WHAT TO WORK ON:
Scan the data below and report how many lines include the word "patch". Nothing else is wanted.

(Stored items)

■ ■ ■

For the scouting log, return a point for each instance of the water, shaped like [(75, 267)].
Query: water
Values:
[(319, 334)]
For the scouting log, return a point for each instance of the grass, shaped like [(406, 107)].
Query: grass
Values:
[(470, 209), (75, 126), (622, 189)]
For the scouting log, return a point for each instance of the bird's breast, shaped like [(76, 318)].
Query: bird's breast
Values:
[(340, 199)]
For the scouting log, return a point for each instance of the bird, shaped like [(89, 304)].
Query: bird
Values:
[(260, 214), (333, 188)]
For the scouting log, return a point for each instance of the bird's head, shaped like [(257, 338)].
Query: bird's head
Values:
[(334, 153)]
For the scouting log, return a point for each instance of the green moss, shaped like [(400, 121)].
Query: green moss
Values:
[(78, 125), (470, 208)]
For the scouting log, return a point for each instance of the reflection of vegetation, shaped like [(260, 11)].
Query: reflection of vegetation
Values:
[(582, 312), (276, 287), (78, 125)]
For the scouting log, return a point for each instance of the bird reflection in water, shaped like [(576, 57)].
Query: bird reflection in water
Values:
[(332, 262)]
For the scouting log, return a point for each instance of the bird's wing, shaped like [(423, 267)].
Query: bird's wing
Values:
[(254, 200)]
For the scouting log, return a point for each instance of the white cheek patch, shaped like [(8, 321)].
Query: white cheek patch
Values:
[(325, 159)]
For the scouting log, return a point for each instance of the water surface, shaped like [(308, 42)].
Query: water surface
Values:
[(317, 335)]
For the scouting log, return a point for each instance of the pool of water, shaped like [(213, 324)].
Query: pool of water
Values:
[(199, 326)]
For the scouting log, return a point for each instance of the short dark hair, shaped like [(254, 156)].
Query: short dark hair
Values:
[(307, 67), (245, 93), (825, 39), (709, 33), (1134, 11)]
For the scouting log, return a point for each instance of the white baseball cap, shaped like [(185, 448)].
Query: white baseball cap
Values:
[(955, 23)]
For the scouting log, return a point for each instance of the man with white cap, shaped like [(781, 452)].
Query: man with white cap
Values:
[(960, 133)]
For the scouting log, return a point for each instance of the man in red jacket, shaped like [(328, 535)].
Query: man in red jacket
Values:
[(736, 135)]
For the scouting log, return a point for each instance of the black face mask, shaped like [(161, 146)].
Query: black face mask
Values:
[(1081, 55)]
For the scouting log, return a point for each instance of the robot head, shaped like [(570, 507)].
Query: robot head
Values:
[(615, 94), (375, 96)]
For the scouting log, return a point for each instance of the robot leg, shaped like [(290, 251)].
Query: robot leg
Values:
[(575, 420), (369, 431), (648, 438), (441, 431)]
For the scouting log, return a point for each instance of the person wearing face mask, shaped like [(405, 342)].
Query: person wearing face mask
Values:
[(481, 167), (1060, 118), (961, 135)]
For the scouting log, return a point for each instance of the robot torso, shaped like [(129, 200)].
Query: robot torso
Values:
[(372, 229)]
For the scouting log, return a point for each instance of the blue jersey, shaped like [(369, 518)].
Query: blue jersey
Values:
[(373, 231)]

■ ■ ■

SOLUTION TO THIS TASK:
2